_PROVIDED INFORMATION_

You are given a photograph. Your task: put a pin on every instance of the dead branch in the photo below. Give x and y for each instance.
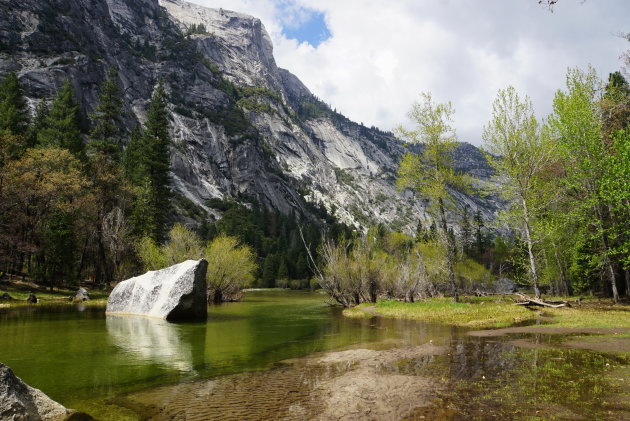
(529, 301)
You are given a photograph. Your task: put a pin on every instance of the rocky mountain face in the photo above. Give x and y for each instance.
(241, 127)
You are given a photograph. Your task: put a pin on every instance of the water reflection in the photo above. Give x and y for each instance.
(151, 340)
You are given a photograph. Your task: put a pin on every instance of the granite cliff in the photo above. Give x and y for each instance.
(241, 127)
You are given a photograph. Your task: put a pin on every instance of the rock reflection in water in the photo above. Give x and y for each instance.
(151, 340)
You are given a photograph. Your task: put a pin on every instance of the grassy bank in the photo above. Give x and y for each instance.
(19, 291)
(479, 312)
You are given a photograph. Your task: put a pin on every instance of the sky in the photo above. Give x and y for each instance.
(371, 59)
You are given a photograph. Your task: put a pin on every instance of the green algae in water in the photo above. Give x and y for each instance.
(83, 358)
(545, 384)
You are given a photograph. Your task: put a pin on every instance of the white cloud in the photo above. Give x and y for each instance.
(381, 55)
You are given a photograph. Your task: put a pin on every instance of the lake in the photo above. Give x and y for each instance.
(112, 367)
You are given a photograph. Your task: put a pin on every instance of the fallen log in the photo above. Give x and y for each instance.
(529, 301)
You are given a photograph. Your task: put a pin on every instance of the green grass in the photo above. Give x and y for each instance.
(19, 291)
(481, 312)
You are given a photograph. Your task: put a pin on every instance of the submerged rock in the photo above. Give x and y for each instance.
(19, 401)
(174, 293)
(81, 295)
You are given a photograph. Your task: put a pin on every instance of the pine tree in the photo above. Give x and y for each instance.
(37, 124)
(479, 233)
(63, 129)
(13, 112)
(147, 164)
(466, 232)
(283, 272)
(269, 271)
(107, 120)
(107, 178)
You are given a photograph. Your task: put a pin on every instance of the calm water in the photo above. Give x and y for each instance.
(84, 359)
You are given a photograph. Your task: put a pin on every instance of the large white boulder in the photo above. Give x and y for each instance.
(21, 402)
(177, 292)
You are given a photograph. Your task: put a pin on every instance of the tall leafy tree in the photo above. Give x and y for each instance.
(13, 112)
(524, 155)
(62, 125)
(577, 124)
(432, 173)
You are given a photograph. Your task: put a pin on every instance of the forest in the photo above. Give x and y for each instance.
(83, 200)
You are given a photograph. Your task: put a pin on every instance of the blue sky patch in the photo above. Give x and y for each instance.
(304, 25)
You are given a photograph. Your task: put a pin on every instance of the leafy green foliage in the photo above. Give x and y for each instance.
(432, 173)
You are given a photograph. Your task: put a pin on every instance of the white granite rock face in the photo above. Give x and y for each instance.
(174, 293)
(282, 159)
(21, 402)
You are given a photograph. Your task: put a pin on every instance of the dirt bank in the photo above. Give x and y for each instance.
(548, 330)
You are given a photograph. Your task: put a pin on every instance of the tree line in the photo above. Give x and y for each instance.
(566, 181)
(85, 198)
(72, 201)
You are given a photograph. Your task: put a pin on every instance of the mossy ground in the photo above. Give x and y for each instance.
(498, 311)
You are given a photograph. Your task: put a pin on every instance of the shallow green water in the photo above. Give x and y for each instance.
(86, 360)
(78, 356)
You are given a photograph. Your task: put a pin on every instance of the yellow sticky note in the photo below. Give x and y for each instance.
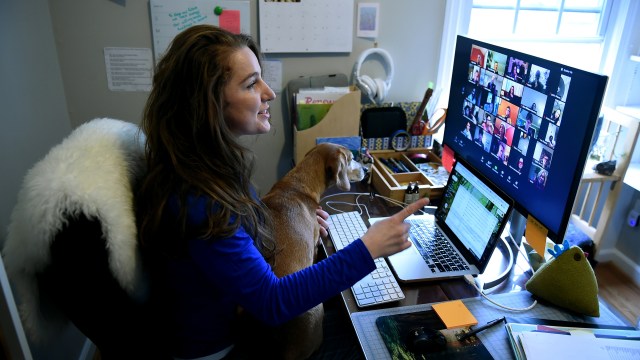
(454, 314)
(536, 235)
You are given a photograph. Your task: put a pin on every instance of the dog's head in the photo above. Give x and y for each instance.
(340, 167)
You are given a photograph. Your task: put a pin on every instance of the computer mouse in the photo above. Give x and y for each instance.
(422, 340)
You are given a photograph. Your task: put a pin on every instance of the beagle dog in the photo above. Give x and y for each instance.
(293, 201)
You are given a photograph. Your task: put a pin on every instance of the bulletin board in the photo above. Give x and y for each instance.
(169, 17)
(306, 26)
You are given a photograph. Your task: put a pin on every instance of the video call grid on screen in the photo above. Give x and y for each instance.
(525, 122)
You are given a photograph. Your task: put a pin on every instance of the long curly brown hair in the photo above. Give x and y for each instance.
(190, 149)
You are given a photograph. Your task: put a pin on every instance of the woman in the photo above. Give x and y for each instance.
(206, 235)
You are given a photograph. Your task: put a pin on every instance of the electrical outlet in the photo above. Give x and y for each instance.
(634, 217)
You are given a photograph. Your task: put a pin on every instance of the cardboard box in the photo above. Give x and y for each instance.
(342, 120)
(393, 185)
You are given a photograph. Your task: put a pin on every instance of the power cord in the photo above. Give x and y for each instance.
(469, 279)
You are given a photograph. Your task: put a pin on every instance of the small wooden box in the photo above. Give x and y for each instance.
(393, 185)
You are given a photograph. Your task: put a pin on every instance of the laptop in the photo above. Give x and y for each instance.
(461, 236)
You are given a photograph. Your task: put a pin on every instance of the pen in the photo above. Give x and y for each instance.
(480, 328)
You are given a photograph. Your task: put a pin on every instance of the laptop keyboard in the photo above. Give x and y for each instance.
(380, 286)
(435, 249)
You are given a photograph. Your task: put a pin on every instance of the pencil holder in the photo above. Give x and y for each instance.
(567, 281)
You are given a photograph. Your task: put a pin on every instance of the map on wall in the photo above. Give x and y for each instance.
(306, 26)
(169, 17)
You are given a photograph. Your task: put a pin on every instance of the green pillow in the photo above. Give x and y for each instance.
(567, 281)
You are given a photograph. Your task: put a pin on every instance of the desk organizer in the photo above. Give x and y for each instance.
(393, 185)
(384, 143)
(342, 120)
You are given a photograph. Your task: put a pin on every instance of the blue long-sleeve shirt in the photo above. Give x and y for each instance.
(203, 290)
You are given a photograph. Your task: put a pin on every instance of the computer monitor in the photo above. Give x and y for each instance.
(526, 123)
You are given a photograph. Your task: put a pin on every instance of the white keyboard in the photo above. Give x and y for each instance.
(380, 286)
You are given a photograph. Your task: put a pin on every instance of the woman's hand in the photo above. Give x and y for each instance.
(391, 235)
(322, 217)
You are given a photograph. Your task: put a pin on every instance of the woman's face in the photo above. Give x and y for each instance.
(246, 108)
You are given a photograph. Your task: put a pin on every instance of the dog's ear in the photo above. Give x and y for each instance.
(340, 164)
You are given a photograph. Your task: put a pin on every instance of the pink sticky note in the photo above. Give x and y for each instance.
(230, 20)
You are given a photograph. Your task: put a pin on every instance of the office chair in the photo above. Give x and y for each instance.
(71, 250)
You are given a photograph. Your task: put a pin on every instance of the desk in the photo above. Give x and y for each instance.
(419, 295)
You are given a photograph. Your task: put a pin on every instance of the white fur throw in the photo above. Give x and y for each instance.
(92, 172)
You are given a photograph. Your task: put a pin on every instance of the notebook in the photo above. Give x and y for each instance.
(461, 236)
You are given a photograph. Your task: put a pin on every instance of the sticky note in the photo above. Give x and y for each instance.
(454, 314)
(447, 158)
(536, 235)
(230, 20)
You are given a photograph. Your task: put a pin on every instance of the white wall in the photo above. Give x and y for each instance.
(53, 80)
(34, 118)
(410, 30)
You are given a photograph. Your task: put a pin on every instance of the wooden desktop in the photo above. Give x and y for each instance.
(418, 295)
(422, 292)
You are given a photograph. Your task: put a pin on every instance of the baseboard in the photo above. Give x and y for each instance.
(622, 262)
(88, 351)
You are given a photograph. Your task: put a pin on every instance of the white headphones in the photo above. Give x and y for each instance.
(376, 89)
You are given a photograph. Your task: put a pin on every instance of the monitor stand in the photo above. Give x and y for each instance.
(517, 224)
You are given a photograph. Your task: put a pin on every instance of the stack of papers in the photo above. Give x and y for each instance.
(536, 341)
(313, 104)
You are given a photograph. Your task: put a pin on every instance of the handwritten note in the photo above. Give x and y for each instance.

_WORK INSTRUCTIONS_
Output the lines above in full and exactly as given, omitting any pictures.

_COMPLETED TASK_
You are given a photograph. Your task: put a pin on every instance of the dead branch in the photo below. Give x and y for each instance.
(529, 301)
You are given a photograph. Your task: put a pin on every instance of the rocky mountain face in the photo above. Give x and y for each instance.
(241, 127)
You are given a photograph. Your task: put a pin on every instance of the water reflection in the photo above. Give x and y for each instance.
(151, 340)
You are given a photograph. Your task: put a pin on every instance of the granite cliff in the photo above. Give x and y for each instance.
(241, 127)
You are given a photograph. Your task: put a pin on every instance of the rock reflection in water in the photo above. Give x and y for each instance.
(151, 340)
You are given a photograph. Your task: put a pin on every instance of the grassy bank in the photo above. Give x and y for each instance.
(19, 291)
(479, 312)
You are given a photograph. Your task: put a pin on every instance of the sky in the photo above. Give x and y for each instance.
(371, 59)
You are given a photograph. Your task: put a pin on every instance of the green algae in water in the photo above. Give x and y for each instance.
(83, 358)
(545, 384)
You are given a photograph. Your task: put a pin on every instance of the white cloud in the photo above. Give x and y for each instance.
(381, 55)
You are given a photograph. Your task: put a pin on every instance of the lake in the photo above. Give x and y for each instance.
(112, 367)
You are given a photograph. Your task: put a pin on every instance of the fallen log in the photo above. Give x and y for each instance.
(529, 301)
You are given a photograph. Your task: put a pin on every instance of the green grass in the photo above. Give x and y for each instance.
(19, 291)
(481, 312)
You are given a photograph. Your task: put a pin on every instance of the submerged rock in the photo above. Give x and y for each instance.
(19, 401)
(174, 293)
(81, 295)
You are given a photograph. Your task: put a pin on every instance of the pine tree in the photo above. Give x and y for each instance.
(37, 124)
(479, 233)
(63, 129)
(13, 112)
(147, 164)
(466, 232)
(283, 272)
(269, 271)
(107, 120)
(107, 178)
You are given a photograph. Your task: put a pin on every instance of the calm water in the photo above. Give x and y for each instance.
(84, 359)
You are given a photograph. Your task: put a pin on every instance of the large white boulder in the photo above. Give x and y for each instance.
(21, 402)
(177, 292)
You are given a photograph. Your task: put a pin on every instance of the tall leafy tree in the photo above. Give x and y for each instance.
(13, 112)
(524, 155)
(62, 125)
(577, 124)
(432, 173)
You are given a photograph. Your task: put a pin on every instance of the forest in the photo above. Give x and y for each instance.
(83, 200)
You are given a photograph. Your task: put a pin on every instance of the blue sky patch in the photo above. Give x and y for each instance.
(304, 25)
You are given a photograph. Your task: put a pin on every instance of the leafy green foliage in the photo above. Give x and y for each instance.
(432, 173)
You are given a photograph. Your task: put a pin on every instance of the white granite rock face in the photo above. Give x and y for each instance.
(174, 293)
(282, 159)
(21, 402)
You are given a photograph. Your task: put a pin on every instance of the dirt bank in the photo above. Give x and y for each instance.
(548, 330)
You are given a photograph. Your task: put a pin on every instance of the tree line in the photo above. Give x and y for each instance.
(566, 181)
(85, 198)
(72, 201)
You are given a photograph. Your task: put a pin on every instance of the mossy ground in the photo above. Give x and y for each instance.
(498, 311)
You are given a photograph. Your task: put a pin on every instance of the shallow green water in the photo above. Give x and y for each instance.
(86, 360)
(78, 356)
You are given a photograph. Your task: put a pin on every instance of the yellow sticky note in the photo below. Give x and y for each instance.
(454, 314)
(536, 235)
You are given a photograph. Your task: put a pin on every instance of the dog's head in the photo above. Give x and y for each instance.
(340, 167)
You are given a photograph. Your task: put a pin on every instance of the computer mouse in the photo above. Give x and y for each instance.
(422, 340)
You are given a photograph. Your task: put a pin on every instance of the beagle dog in the photo above. Give x and y for each instance.
(293, 201)
You are given a photograph. Your task: put a pin on every instance of the bulletin board in the photo above. Give x and y for each instance.
(169, 17)
(306, 26)
You are given a photograph. Your task: put a pin on every instance of the video call grid on screen in the photo above. Give x and y for each instance.
(525, 122)
You are given a photograph. Your task: put a pin on every instance of the long curly brown hair in the photo above. Give x and y for each instance.
(190, 149)
You are given a photograph. Your task: put a pin on every instance of the woman in the photo above. Give x and y for each instance.
(206, 235)
You are given a photograph. Your task: put a pin on every instance of the electrical outlet in the photo above. Give x and y for each instance.
(634, 217)
You are given a photograph. Your task: put a pin on every instance of the cardboard box in the photo above. Give x and y for each instance.
(342, 120)
(393, 185)
You are given a photograph. Your task: put a pin on every instance of the power cord in the photo above. Give x and y for each instance.
(469, 279)
You are given a photograph. Your task: put a pin on every instance of the small wooden box in the photo above. Give x and y for each instance.
(393, 185)
You are given a photograph. Your task: put a pin on every instance of the laptop in the photo above. Give x and y for each instance.
(461, 236)
You are given a photograph. Your task: put a pin on every instance of the pen in the photo above. Give x and y for each instance.
(480, 328)
You are given a photograph. Your task: put a pin on every instance of the laptop keyboard in the photo above. Give x and y for each instance.
(380, 286)
(435, 249)
You are given a photograph. Your task: put a pin on every instance of the pencil holder in the photo above. Give x and y for each instance.
(567, 281)
You are given a photograph. Your task: put a pin on every instance of the map on wall in the photo above. Give x and y for each instance.
(306, 26)
(169, 17)
You are given a photograph. Your task: put a pin on every instance of the green pillow in the photo above. Give x and y for each instance.
(567, 281)
You are given a photograph. Your task: put a pin on every instance of the desk organizer in the photo above. Give x and y for each instance.
(393, 185)
(384, 143)
(342, 120)
You are given a photograph. Your task: put a pin on every instance of the blue long-sleeve shirt in the photo above. Give x and y for each instance.
(203, 290)
You are given a photograph. Your task: put a pin on every instance of the computer monitor in the photo above. Give x and y for each instance.
(526, 123)
You are given a photograph. Your task: put a pin on every instance of the white keyboard in the photo above. Give x and y for each instance.
(380, 286)
You are given a photograph. Your task: put a pin on every instance of the woman's hand in the photo above. Give x and y for each instance.
(391, 235)
(322, 217)
You are given a photograph. Your task: put a pin on every instance of the woman's face in the photo above. Give x and y for each instance.
(246, 108)
You are given a photograph. Your task: put a pin on every instance of the dog's ear in the photo above. Give x and y for each instance.
(340, 164)
You are given a photograph. Your task: put a pin on every instance of the pink sticky note in the photo above. Give x and y for each instance.
(230, 20)
You are given a photograph. Your task: put a pin on every instance of the office chair in the photo above. Give x and y for each instance.
(71, 250)
You are given a photograph. Your task: put a pin on every instance of the desk in the photo above. Give x and y for each instance.
(419, 295)
You are given a photograph. Your task: put a pin on every instance of the white fur throw in the photo above. Give x and y for each instance.
(92, 172)
You are given a photograph. Your task: put a pin on every instance of the notebook in the photo above. Give x and y for each instance.
(461, 236)
You are given a photograph. Your task: put a pin on every instance of the sticky note in the photo above. Give x and y for each instance.
(454, 314)
(447, 158)
(536, 235)
(230, 20)
You are given a photograph. Your task: put a pin on every instance of the white wall in the photo above. Give x and y for each instance.
(53, 80)
(34, 118)
(410, 30)
You are given a photograph. Your task: put a pin on every instance of the wooden desktop in the photo above. Give x and y for each instance.
(418, 295)
(422, 292)
You are given a photograph. Your task: put a pin on every instance of the baseboard in the photo above. Give x and y for each instance.
(622, 262)
(88, 351)
You are given a photograph. Your task: put a pin on every instance of the white headphones in the photo above. Give x and y for each instance.
(376, 89)
You are given a photograph. Your task: put a pin on every instance of the monitor stand in the photo above. Give x and y for each instance.
(517, 224)
You are given a photograph. Your task: put a pin on every instance of the stack of papers in the photo above. Give x and y for each instance.
(536, 341)
(313, 104)
You are given a photograph. Your task: put a pin on every instance of the handwritten note in the photo above. Give x and y for each instance.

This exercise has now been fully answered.